** START OF Input material **
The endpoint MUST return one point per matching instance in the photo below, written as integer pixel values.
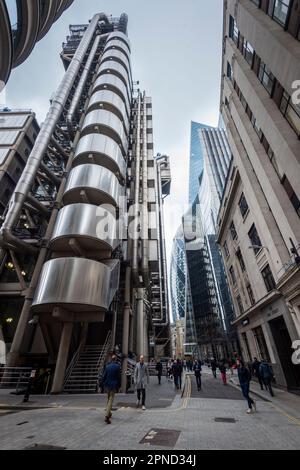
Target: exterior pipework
(145, 251)
(25, 183)
(135, 267)
(81, 85)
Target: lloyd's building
(82, 260)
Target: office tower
(196, 160)
(85, 222)
(207, 302)
(22, 25)
(259, 226)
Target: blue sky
(176, 56)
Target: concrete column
(140, 322)
(62, 358)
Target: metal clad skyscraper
(90, 264)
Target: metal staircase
(83, 372)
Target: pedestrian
(159, 369)
(214, 367)
(256, 372)
(141, 379)
(267, 376)
(244, 379)
(197, 371)
(222, 368)
(177, 374)
(111, 381)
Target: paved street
(214, 418)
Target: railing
(14, 377)
(72, 364)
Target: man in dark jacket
(197, 371)
(159, 371)
(266, 375)
(255, 368)
(244, 378)
(177, 373)
(112, 383)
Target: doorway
(283, 345)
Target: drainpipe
(145, 222)
(162, 251)
(135, 266)
(82, 82)
(126, 328)
(41, 144)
** END OF Input material **
● Work to do: Copy the records above word for word, from the line containing "Target: pedestrian" through the end of the records.

● Completed task:
Target: pedestrian
(159, 369)
(214, 367)
(256, 372)
(141, 379)
(267, 376)
(244, 379)
(197, 371)
(222, 368)
(177, 374)
(111, 381)
Target: paved street
(214, 418)
Target: railing
(14, 377)
(72, 364)
Target: man in dark jacket
(197, 371)
(159, 371)
(266, 375)
(255, 368)
(244, 378)
(177, 373)
(112, 383)
Target: doorway
(283, 345)
Target: drainpipe
(145, 222)
(162, 251)
(135, 266)
(82, 82)
(126, 328)
(41, 144)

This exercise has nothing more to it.